__GOAL OF THE EXERCISE__. Copy out the lines exactly as they appear, beginning with the first line and ending with the line that contains "[338,344,413,565]".

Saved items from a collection
★ ★ ★
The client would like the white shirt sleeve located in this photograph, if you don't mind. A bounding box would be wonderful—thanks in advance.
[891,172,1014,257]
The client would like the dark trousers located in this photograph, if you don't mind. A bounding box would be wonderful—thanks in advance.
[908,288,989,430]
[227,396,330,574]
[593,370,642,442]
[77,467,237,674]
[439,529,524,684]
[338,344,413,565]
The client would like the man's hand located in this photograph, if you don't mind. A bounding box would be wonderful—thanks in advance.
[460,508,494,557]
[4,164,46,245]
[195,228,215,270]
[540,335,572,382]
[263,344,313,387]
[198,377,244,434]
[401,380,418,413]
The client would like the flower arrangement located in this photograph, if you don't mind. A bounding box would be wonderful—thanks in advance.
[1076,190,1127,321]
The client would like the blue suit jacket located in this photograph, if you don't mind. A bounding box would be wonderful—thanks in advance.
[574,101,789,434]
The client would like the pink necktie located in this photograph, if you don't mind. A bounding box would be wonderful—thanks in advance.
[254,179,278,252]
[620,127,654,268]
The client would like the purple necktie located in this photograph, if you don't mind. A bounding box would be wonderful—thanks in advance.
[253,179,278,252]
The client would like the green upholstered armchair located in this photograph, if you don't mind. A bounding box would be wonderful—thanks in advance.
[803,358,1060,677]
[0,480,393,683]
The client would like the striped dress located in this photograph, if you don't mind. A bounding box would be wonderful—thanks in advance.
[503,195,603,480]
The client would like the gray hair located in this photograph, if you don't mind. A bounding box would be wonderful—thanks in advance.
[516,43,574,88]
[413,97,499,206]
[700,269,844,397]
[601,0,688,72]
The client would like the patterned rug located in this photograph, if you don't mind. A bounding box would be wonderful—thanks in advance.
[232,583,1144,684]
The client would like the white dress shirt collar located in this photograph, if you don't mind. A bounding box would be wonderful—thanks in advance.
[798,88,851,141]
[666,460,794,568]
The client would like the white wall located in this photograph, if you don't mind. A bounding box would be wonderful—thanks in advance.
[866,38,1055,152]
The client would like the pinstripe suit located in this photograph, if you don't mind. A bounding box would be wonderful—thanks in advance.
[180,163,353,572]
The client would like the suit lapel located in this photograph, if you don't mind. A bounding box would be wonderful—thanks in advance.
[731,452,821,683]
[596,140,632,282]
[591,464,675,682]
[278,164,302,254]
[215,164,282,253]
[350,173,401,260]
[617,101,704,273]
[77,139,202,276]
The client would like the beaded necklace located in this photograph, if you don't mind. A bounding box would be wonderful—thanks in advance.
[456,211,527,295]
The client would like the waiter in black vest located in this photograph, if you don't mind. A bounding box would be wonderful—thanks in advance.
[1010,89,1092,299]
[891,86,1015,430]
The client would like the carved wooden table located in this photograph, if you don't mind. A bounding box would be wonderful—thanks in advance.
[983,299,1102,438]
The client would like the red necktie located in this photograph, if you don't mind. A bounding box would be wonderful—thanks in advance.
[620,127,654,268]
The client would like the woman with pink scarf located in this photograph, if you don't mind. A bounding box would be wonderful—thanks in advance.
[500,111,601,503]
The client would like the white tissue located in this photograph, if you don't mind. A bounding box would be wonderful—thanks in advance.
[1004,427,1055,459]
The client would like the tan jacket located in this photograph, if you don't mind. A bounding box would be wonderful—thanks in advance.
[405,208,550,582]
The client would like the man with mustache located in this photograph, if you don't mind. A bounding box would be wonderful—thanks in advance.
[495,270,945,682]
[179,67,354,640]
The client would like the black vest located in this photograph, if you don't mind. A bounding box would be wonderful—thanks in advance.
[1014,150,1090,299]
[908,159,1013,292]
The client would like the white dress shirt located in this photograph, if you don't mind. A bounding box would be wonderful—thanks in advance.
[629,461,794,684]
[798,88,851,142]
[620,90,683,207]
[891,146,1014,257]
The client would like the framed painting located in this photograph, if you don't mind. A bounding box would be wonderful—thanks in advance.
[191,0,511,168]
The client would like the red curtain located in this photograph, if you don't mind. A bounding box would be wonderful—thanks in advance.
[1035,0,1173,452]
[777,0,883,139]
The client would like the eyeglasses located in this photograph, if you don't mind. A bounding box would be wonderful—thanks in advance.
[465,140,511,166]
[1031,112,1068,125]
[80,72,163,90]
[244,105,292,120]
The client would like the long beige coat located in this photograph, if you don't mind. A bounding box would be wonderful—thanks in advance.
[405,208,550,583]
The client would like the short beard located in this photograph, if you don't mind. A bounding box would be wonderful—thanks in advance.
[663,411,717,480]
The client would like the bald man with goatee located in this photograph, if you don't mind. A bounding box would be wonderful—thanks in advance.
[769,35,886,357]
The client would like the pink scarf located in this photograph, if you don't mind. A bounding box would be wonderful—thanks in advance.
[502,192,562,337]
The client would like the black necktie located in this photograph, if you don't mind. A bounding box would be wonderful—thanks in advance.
★ ★ ★
__FINAL ANSWER__.
The client would like the white shirt sleeve located in this photograph, if you don't mind. A bounding box would be wonderful—thanks in advance.
[891,172,1014,257]
The client would like the dark trousers located in this photograph, if you don't mind. A bounding box would be wonderful—thanks in advance.
[908,288,989,430]
[227,396,330,574]
[593,370,642,442]
[77,467,237,674]
[439,529,524,684]
[338,344,413,565]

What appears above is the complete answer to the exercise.